Format the records below as a Markdown table with the columns Row and Entry. Give each nonblank line a row number and its text, and leave out the blank lines and the pictures.
* * * * * * *
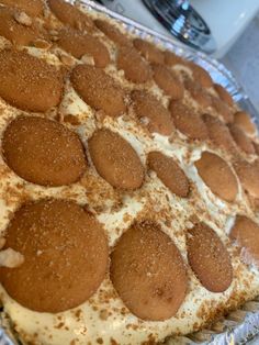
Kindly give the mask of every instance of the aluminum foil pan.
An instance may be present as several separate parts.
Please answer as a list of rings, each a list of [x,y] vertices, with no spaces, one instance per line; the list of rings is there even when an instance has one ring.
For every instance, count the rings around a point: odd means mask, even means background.
[[[103,5],[90,0],[74,1],[88,11],[98,11],[115,19],[132,34],[147,38],[178,55],[193,60],[205,68],[213,80],[224,86],[241,109],[251,114],[252,120],[259,125],[259,114],[245,93],[241,86],[234,78],[233,74],[219,62],[212,57],[196,52],[170,36],[162,35],[148,29],[128,18],[113,12]],[[251,342],[251,343],[250,343]],[[10,320],[0,310],[0,345],[19,345],[20,342],[12,330]],[[228,314],[225,319],[216,322],[210,329],[179,337],[168,337],[165,345],[237,345],[237,344],[259,344],[259,297],[247,302],[241,309]]]

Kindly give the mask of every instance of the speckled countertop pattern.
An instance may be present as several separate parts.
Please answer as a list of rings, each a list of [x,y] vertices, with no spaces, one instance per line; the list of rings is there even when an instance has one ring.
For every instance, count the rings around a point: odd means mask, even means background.
[[[259,114],[259,13],[222,62],[234,73]]]

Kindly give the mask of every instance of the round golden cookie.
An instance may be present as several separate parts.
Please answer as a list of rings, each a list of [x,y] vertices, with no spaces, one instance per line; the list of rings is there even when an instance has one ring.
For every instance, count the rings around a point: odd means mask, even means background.
[[[254,198],[259,198],[259,168],[257,164],[237,160],[234,164],[243,188]]]
[[[212,100],[212,107],[217,112],[217,115],[222,116],[222,119],[226,123],[233,122],[234,114],[230,108],[226,103],[224,103],[222,100],[217,99],[216,97],[212,97],[211,100]]]
[[[195,224],[187,235],[188,260],[209,291],[224,292],[233,280],[229,254],[216,233],[204,223]]]
[[[214,84],[214,89],[223,102],[227,103],[229,107],[234,104],[232,96],[223,86],[221,86],[219,84]]]
[[[180,101],[169,105],[176,127],[192,140],[206,140],[207,129],[202,118]]]
[[[234,114],[234,123],[247,134],[255,134],[257,131],[257,127],[255,123],[252,123],[250,115],[245,111],[237,111]]]
[[[25,52],[0,52],[0,97],[22,110],[45,112],[58,105],[63,75]]]
[[[259,225],[245,215],[237,215],[230,238],[259,263]]]
[[[250,138],[246,135],[243,130],[237,126],[236,124],[229,124],[229,131],[232,133],[232,136],[234,137],[236,144],[246,153],[249,155],[252,155],[256,153],[255,147],[252,145],[252,142]]]
[[[191,79],[185,80],[184,87],[191,93],[191,97],[203,108],[207,108],[212,104],[212,100],[206,90],[192,81]]]
[[[215,154],[203,152],[194,164],[204,183],[214,194],[228,202],[236,199],[237,179],[225,160]]]
[[[181,198],[188,197],[190,192],[189,180],[171,157],[160,152],[150,152],[147,162],[149,168],[157,174],[157,177],[172,193]]]
[[[166,66],[153,64],[154,80],[166,94],[173,100],[179,100],[183,97],[183,86],[177,76]]]
[[[94,110],[102,110],[110,116],[120,116],[126,111],[123,89],[101,68],[78,65],[70,79],[79,96]]]
[[[188,287],[179,249],[157,224],[147,222],[120,238],[111,257],[111,279],[130,311],[151,321],[176,315]]]
[[[26,26],[15,20],[18,9],[0,7],[0,36],[14,45],[30,45],[38,36],[35,26]]]
[[[155,44],[151,44],[142,38],[135,38],[133,41],[135,48],[145,57],[149,63],[164,63],[164,55],[160,49],[158,49]]]
[[[203,115],[203,121],[206,124],[209,137],[213,144],[228,152],[236,152],[236,144],[225,123],[209,114]]]
[[[30,16],[40,16],[44,10],[42,0],[1,0],[0,3],[22,10]]]
[[[47,4],[56,18],[65,25],[80,31],[92,31],[92,20],[71,3],[64,0],[47,0]]]
[[[128,45],[132,46],[132,42],[127,38],[125,34],[123,34],[119,29],[114,25],[110,24],[106,21],[101,19],[97,19],[94,24],[99,30],[101,30],[111,41],[116,43],[117,45]]]
[[[165,58],[166,65],[171,66],[171,67],[176,65],[187,64],[187,62],[181,56],[169,51],[164,52],[164,58]]]
[[[85,54],[92,56],[97,67],[104,68],[110,63],[110,54],[105,45],[97,37],[79,31],[61,30],[57,44],[76,58],[81,58]]]
[[[149,132],[170,135],[174,130],[170,112],[153,94],[135,90],[132,92],[134,111],[142,123],[147,119],[147,129]]]
[[[211,88],[213,86],[210,74],[201,66],[189,62],[188,66],[192,70],[194,81],[198,81],[203,88]]]
[[[87,166],[76,133],[58,122],[36,116],[20,116],[8,125],[2,154],[14,172],[42,186],[74,183]]]
[[[117,54],[117,68],[124,70],[130,81],[142,84],[151,78],[151,69],[138,52],[131,46],[121,46]]]
[[[109,248],[101,224],[80,205],[41,200],[19,209],[5,247],[24,263],[0,268],[7,292],[23,307],[57,313],[86,302],[104,279]]]
[[[88,141],[98,174],[115,188],[134,190],[144,181],[144,168],[134,148],[119,134],[99,130]]]
[[[256,154],[259,156],[259,144],[254,142],[252,145],[254,145]]]

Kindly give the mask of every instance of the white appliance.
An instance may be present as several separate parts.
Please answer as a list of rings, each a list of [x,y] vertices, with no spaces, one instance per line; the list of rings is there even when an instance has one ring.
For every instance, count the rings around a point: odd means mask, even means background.
[[[259,10],[259,0],[101,0],[113,11],[222,57]]]

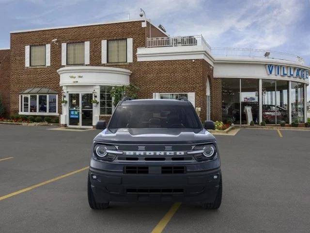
* * * * * * *
The solution |
| Row | Entry |
|---|---|
| 1 | Kindly give the mask of every instance of the aluminum foil pan. |
| 2 | An instance may be present as several separate parts. |
| 3 | Please answer as a list of rings, each a list of [x,y] vertices, with no spaces, one instance per line; the list of rings is there even when an instance has one ring. |
| 4 | For every instance, count the rings around a point: odd means mask, even means background. |
| 5 | [[[103,5],[90,0],[74,1],[88,11],[98,11],[115,19],[132,34],[147,38],[178,55],[193,60],[205,68],[213,80],[224,86],[241,109],[251,114],[252,120],[259,125],[259,114],[245,93],[241,86],[234,78],[233,74],[219,62],[212,57],[196,52],[170,36],[162,35],[148,29],[128,18],[113,12]],[[251,342],[251,343],[250,343]],[[10,320],[0,310],[0,345],[19,345],[20,342],[12,330]],[[228,314],[225,319],[216,322],[210,329],[179,337],[168,337],[165,345],[237,345],[237,344],[259,344],[259,297],[247,302],[241,309]]] |
| 6 | Kindly give the mask of every instance of the speckled countertop pattern. |
| 7 | An instance may be present as several separate parts. |
| 8 | Please answer as a list of rings, each a list of [x,y] vertices, with no spaces, one instance per line; the list of rings is there even when an instance has one ring. |
| 9 | For every instance, count the rings around a point: odd means mask, even means background. |
| 10 | [[[259,114],[259,13],[222,62],[234,73]]] |
| 11 | Kindly give the mask of every instance of the round golden cookie. |
| 12 | An instance may be present as several separate parts. |
| 13 | Please answer as a list of rings, each a list of [x,y] vertices, with no spaces, one instance per line; the list of rings is there even when an instance has one ring. |
| 14 | For every instance, count the rings around a point: odd means mask, even means background. |
| 15 | [[[254,198],[259,198],[259,168],[257,164],[237,160],[234,164],[243,188]]] |
| 16 | [[[212,100],[212,107],[217,112],[217,115],[222,116],[222,119],[226,123],[233,122],[234,114],[230,108],[226,103],[224,103],[222,100],[217,99],[216,97],[212,97],[211,100]]] |
| 17 | [[[195,224],[187,235],[188,260],[209,291],[224,292],[233,280],[229,254],[216,233],[204,223]]] |
| 18 | [[[214,84],[214,89],[223,102],[227,103],[229,107],[234,104],[232,96],[223,86],[221,86],[219,84]]] |
| 19 | [[[180,101],[169,105],[176,127],[192,140],[206,140],[207,129],[202,118]]] |
| 20 | [[[234,114],[234,123],[247,134],[255,134],[257,131],[257,127],[255,123],[252,123],[250,115],[245,111],[237,111]]] |
| 21 | [[[25,52],[0,52],[0,97],[22,110],[45,112],[58,105],[63,75]]] |
| 22 | [[[259,225],[245,215],[237,215],[230,238],[259,263]]] |
| 23 | [[[250,138],[246,135],[243,130],[237,126],[236,124],[229,124],[229,131],[232,133],[232,136],[234,137],[236,144],[246,153],[249,155],[252,155],[256,153],[255,147],[252,145],[252,142]]] |
| 24 | [[[191,79],[185,80],[184,87],[191,93],[191,97],[203,108],[207,108],[212,104],[212,100],[206,90],[192,81]]] |
| 25 | [[[215,154],[203,152],[194,164],[204,183],[214,194],[228,202],[236,199],[237,179],[225,160]]] |
| 26 | [[[181,198],[188,197],[190,192],[189,180],[171,157],[160,152],[150,152],[147,162],[149,168],[157,174],[157,177],[172,193]]] |
| 27 | [[[166,66],[153,64],[154,80],[166,94],[173,100],[179,100],[183,97],[183,86],[177,76]]] |
| 28 | [[[94,110],[102,110],[110,116],[120,116],[126,111],[123,89],[101,68],[78,65],[70,79],[79,96]]] |
| 29 | [[[188,287],[179,249],[157,224],[147,222],[120,238],[111,257],[111,279],[130,311],[151,321],[176,315]]] |
| 30 | [[[26,26],[15,20],[18,9],[0,7],[0,36],[14,45],[30,45],[38,36],[35,26]]] |
| 31 | [[[155,44],[151,44],[142,38],[135,38],[133,41],[135,48],[145,57],[149,63],[164,63],[164,55],[160,49],[158,49]]] |
| 32 | [[[203,115],[203,121],[206,124],[209,137],[213,144],[228,152],[236,152],[236,144],[225,123],[209,114]]] |
| 33 | [[[30,16],[40,16],[44,10],[42,0],[1,0],[0,3],[22,10]]] |
| 34 | [[[47,4],[56,18],[65,25],[80,31],[92,31],[92,20],[71,3],[64,0],[47,0]]] |
| 35 | [[[128,45],[132,46],[132,42],[127,38],[125,34],[123,34],[119,29],[114,25],[110,24],[106,21],[101,19],[97,19],[94,24],[99,30],[101,30],[111,41],[116,43],[117,45]]] |
| 36 | [[[165,58],[166,65],[171,66],[171,67],[176,65],[187,64],[187,62],[181,56],[169,51],[164,52],[164,58]]] |
| 37 | [[[85,54],[92,56],[97,67],[104,68],[110,63],[110,54],[105,45],[97,37],[79,31],[61,30],[57,44],[76,58],[81,58]]] |
| 38 | [[[149,132],[170,135],[174,130],[170,112],[153,94],[135,90],[132,92],[134,111],[142,123],[147,119],[147,129]]] |
| 39 | [[[211,88],[213,86],[210,74],[201,66],[189,62],[188,66],[192,70],[194,81],[198,81],[203,88]]] |
| 40 | [[[87,166],[76,133],[58,122],[36,116],[20,116],[8,125],[2,154],[14,172],[42,186],[74,183]]] |
| 41 | [[[117,54],[117,68],[124,70],[130,81],[142,84],[151,78],[151,69],[138,52],[131,46],[121,46]]] |
| 42 | [[[109,248],[101,224],[80,205],[41,200],[19,209],[5,247],[24,263],[0,268],[7,292],[23,307],[57,313],[86,302],[104,279]]] |
| 43 | [[[88,141],[98,174],[115,188],[134,190],[144,181],[144,168],[134,148],[119,134],[99,130]]] |
| 44 | [[[256,154],[259,156],[259,144],[254,142],[252,145],[254,145]]] |
| 45 | Kindly give the mask of every instance of the white appliance. |
| 46 | An instance may be present as several separate parts. |
| 47 | Please answer as a list of rings, each a list of [x,y] vertices, with no spaces, one instance per line; the list of rings is there even when an instance has one ring. |
| 48 | For every instance, count the rings around a point: odd means mask, even means background. |
| 49 | [[[259,10],[259,0],[101,0],[113,11],[222,57]]] |